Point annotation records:
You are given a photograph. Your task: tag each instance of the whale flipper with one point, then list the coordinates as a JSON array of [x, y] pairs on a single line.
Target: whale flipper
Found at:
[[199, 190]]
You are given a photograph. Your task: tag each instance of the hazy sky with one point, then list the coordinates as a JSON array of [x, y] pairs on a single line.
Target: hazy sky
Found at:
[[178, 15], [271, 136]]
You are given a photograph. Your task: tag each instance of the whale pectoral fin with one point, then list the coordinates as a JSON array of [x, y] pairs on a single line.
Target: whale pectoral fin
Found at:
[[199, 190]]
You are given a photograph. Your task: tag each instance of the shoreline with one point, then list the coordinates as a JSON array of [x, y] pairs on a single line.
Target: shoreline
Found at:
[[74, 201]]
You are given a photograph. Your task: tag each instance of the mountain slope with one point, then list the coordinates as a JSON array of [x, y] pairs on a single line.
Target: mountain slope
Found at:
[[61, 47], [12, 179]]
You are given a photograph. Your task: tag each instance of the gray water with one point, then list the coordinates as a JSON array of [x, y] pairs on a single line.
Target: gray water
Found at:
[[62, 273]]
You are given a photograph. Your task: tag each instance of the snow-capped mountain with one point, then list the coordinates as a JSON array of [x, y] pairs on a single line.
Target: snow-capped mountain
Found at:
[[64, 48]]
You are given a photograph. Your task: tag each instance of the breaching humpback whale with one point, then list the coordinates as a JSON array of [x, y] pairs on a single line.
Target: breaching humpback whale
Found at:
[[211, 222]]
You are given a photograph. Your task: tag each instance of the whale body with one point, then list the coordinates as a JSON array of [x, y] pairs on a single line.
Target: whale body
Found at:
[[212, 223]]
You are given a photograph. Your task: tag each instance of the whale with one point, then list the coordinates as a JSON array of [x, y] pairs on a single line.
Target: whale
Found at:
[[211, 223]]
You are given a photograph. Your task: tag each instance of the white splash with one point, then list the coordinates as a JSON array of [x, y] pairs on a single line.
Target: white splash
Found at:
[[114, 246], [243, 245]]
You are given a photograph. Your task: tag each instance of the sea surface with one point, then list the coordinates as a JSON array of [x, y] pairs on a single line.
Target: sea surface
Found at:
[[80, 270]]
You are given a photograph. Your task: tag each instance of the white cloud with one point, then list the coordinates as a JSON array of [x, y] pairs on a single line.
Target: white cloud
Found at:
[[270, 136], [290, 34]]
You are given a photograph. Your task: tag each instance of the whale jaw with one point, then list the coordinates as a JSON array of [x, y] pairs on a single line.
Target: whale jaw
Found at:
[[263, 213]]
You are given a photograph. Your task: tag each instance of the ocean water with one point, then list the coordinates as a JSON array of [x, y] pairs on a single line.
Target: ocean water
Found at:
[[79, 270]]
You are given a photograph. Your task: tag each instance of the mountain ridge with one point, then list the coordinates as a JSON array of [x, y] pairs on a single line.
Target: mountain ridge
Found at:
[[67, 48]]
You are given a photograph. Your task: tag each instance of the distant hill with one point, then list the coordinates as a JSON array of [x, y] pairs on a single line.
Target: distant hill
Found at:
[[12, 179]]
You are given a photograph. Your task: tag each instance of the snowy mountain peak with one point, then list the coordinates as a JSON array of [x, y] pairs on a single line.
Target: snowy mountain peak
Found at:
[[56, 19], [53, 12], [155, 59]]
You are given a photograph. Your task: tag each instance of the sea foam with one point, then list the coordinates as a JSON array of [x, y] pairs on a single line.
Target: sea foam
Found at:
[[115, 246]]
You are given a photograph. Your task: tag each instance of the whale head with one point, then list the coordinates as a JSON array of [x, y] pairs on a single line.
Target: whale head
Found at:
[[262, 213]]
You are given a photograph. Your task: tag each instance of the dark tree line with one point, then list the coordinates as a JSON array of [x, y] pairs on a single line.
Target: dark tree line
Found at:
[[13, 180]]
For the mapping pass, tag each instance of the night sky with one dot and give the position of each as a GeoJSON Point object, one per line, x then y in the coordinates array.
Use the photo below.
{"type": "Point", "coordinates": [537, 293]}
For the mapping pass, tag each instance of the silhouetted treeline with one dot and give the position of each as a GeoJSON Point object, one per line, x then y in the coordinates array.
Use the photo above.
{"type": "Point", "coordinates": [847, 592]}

> _EXERCISE DIRECTIONS_:
Print all of the data above verbatim, line for line, without changing anything.

> _FINISHED TASK_:
You are given a photograph. Your task: tag each instance of the whale flipper with one point, then list the coordinates as a JSON array of [x, y] pairs on a single line.
Target: whale flipper
Found at:
[[199, 190]]
You are given a photograph. Your task: tag each instance of the hazy sky with one point, then list the coordinates as a JSON array of [x, y] pairs on a single line.
Target: hazy sky
Found at:
[[178, 15], [271, 136]]
You are given a photograph. Your task: tag each instance of the whale pectoral fin with one point, then list the coordinates as a JSON array of [x, y] pairs on a single line.
Target: whale pectoral fin
Found at:
[[199, 190]]
You are given a photograph. Your task: tag each instance of the shoreline with one point, then list the coordinates as a JSON array of [x, y] pairs on a single line.
Target: shoreline
Found at:
[[74, 201]]
You are given a photograph. Your task: tag each instance of the mountain slope with one point, then list the coordinates as a JSON array of [x, y] pairs on a single line.
Target: mountain slope
Found at:
[[61, 47], [12, 179]]
You are given a photograph. Your task: tag each instance of the gray water with one point, then list the coordinates as a JSON array of [x, y] pairs on a single line.
Target: gray water
Found at:
[[62, 273]]
You are given a photograph. Your task: tag each instance of the snow-capped mountain with one point, then list the coordinates as a JSON array of [x, y] pairs on a single line.
Target: snow-capped mountain
Found at:
[[64, 48]]
You are given a photograph. Your task: tag each instance of the breaching humpback whale with one point, then list the coordinates as a JSON array of [x, y] pairs on a single line.
Target: breaching humpback whale
Found at:
[[211, 222]]
You are given a photograph. Your task: tag each instance of the whale body with one point, then list the coordinates as a JSON array of [x, y] pairs on a single line.
Target: whale body
Found at:
[[212, 223]]
You are given a photograph. Your task: tag each instance of the whale with one point, then list the coordinates as a JSON array of [x, y] pairs on a single line.
Target: whale
Found at:
[[211, 223]]
You are given a photograph. Your task: tag each instance of the white splash with one point, then list the coordinates as a JSON array of [x, y] pairs on a single line.
Target: white splash
Found at:
[[114, 246], [243, 245]]
You are given a photograph. Your task: tag each instance of the sea surface with one point, then list the coordinates as a JSON array of [x, y] pairs on a single line.
Target: sea surface
Found at:
[[80, 270]]
You are given a photograph. Your task: tag each instance of the white cloud with one point, then list the coordinates as a JSON array of [x, y] pairs on a single line.
Target: white cloud
Found at:
[[270, 136], [290, 34]]
You are given a photograph. Your task: tag each instance of the whale jaw with one point, then list the coordinates as a JSON array of [x, y] pairs on a single line.
Target: whale jaw
Found at:
[[263, 213]]
You are given a photograph. Your task: tag each instance of the ocean water with one point, then list the coordinates as a JSON array of [x, y] pairs on a single line.
Target: ocean water
Found at:
[[79, 270]]
You are given a photograph. Your task: tag each instance of the mountain ridge with one point, then list the coordinates as a JSON array of [x, y] pairs on a single line.
Target: mountain ridge
Found at:
[[67, 48]]
You are given a photograph. Your task: tag each instance of the distant hill with one point, then list the coordinates as a JSON array of [x, y] pairs on a single line.
Target: distant hill
Found at:
[[12, 179]]
You are given a photograph. Your task: tag each instance of the snowy mountain peak with one point, then list the coordinates as a JSON array of [x, y] pairs on a single line.
Target: snowy mountain peak
Found at:
[[56, 19], [53, 12], [155, 59]]
You are given a photograph. Your task: tag each instance of the sea foam with one point, then list the coordinates as a JSON array of [x, y] pairs on a single line.
Target: sea foam
Found at:
[[115, 246]]
You are given a photograph. Your task: tag each instance of the whale head with one point, then list the coordinates as a JSON array of [x, y] pairs on a single line.
Target: whale head
Found at:
[[262, 213]]
You are given a photograph. Your task: tag each instance of the dark tree line with one point, then list the coordinates as a JSON array of [x, y] pairs on a single line.
Target: dark tree line
Found at:
[[13, 180]]
For the mapping pass, tag each instance of the night sky with one dot and give the position of each as a GeoJSON Point object, one per line, x then y in the coordinates array.
Use the photo below.
{"type": "Point", "coordinates": [537, 293]}
For the mapping pass, tag each instance of the silhouetted treeline with one dot and give the position of each as a GeoJSON Point object, one per line, x then y in the coordinates array.
Use the photo above.
{"type": "Point", "coordinates": [847, 592]}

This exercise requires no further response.